Document excerpt ->
+--
Ireland vs Luxembourg Economy: GDP, Tax and Key Indicators 2026

Ireland and Luxembourg: A Side-by-Side EU Economic Analysis

4
Ireland leads
7
Indicators
3
Luxembourg leads
Ireland leads overall

Analysis by Eunomist Research Team  •  Updated 2026

The Verdict: Ireland vs Luxembourg

Luxembourg is the undisputed EU fund domiciliation capital; Ireland is a strong second, particularly for UCITS and ETFs. For pure holding companies outside the funds context, Ireland's 12.5% rate often wins over Luxembourg's headline 24.94% (though Luxembourg's effective rates are substantially lower via exemptions). The choice between them is highly structure-specific: funds go to Luxembourg first; operating companies and IP go to Ireland first.

At a Glance

Indicator 🇮🇪 Ireland 🇱🇺 Luxembourg
Corporate Tax Rate 12.5% 24.94%
Fund Vehicles ICAV, ILP, QIAIF SICAV, SIF, RAIF, SCSp
IP Box Rate 6.25% 6.75%
Participation Exemption Full Full (99.5%)
AUM Domiciled ~€5.7 trillion ~€6.1 trillion
Financial Services Cluster Strong Dominant in EU

Tax & Corporate Structure

Luxembourg's headline 24.94% rate is misleading — the participation exemption, IP regime, and fund-specific tax rules mean most Luxembourg holding and finance companies pay effective rates far below this. Luxembourg's IP box at 6.75% is competitive with Ireland's 6.25% KDB, and Luxembourg's vast treaty network makes it the preferred jurisdiction for fund-level structuring.

Ireland at 12.5% wins for trading companies and genuine operating businesses. For a company with real revenues, real staff, and real costs, the 12.5% rate is hard to beat. Luxembourg structures are more optimised for passive income, capital flows, and fund vehicles than for operating businesses.

Fund structuring: Luxembourg offers the deepest range of fund vehicles in Europe — SICAV, SIF, RAIF, SCSp partnership structures. Ireland has modernised with the ICAV (Irish Collective Asset-management Vehicle) and ILP (Investment Limited Partnership), which are now competitive for many fund types. But Luxembourg's decade-long head start in fund legal infrastructure and investor familiarity is a real advantage.

VAT on fund management fees: Luxembourg does not charge VAT on fund management fees; Ireland does (for certain fund types). This has historically given Luxembourg a cost advantage for fund management companies. Ireland has been working to close this gap.

Substance requirements: both jurisdictions require genuine substance under OECD BEPS and EU anti-avoidance rules. Luxembourg has been more aggressively scrutinised by the EU Commission and has strengthened its substance rules significantly since 2017.
+--
Supplied data ->
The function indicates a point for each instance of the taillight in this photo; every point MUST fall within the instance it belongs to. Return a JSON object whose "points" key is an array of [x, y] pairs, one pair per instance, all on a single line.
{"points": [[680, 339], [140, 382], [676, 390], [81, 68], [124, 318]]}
+--
Given problem 1 ->
Please print the part of the Ireland and Luxembourg comparison that begins at the words "Fund structuring: Luxembourg" and ends after "a real advantage.".
Given problem 2 ->
Carry on the Ireland and Luxembourg economic comparison from the point where it stops.

Expected output 1 ->
Fund structuring: Luxembourg offers the deepest range of fund vehicles in Europe — SICAV, SIF, RAIF, SCSp partnership structures. Ireland has modernised with the ICAV (Irish Collective Asset-management Vehicle) and ILP (Investment Limited Partnership), which are now competitive for many fund types. But Luxembourg's decade-long head start in fund legal infrastructure and investor familiarity is a real advantage.

Expected output 2 ->
Labour & Talent

Luxembourg is tiny — population ~660,000 — and relies heavily on cross-border workers from France, Belgium, and Germany. The financial services workforce is genuinely international and highly experienced in fund administration, custody, and banking.

Ireland's talent pool in asset management and financial services has grown rapidly since Brexit, with several large asset managers relocating from London. Dublin now has critical mass in fund operations, risk management, and financial technology.

Salaries in Luxembourg are among the highest in Europe — Luxembourg City is one of the most expensive cities in the EU. This is offset by zero income tax on certain allowances for expats and a relatively favourable personal tax regime for senior executives.

Language: Luxembourg is trilingual (French, German, Luxembourgish) but the financial industry operates almost entirely in English. Ireland is native English. Language is not a meaningful differentiator for most institutional purposes.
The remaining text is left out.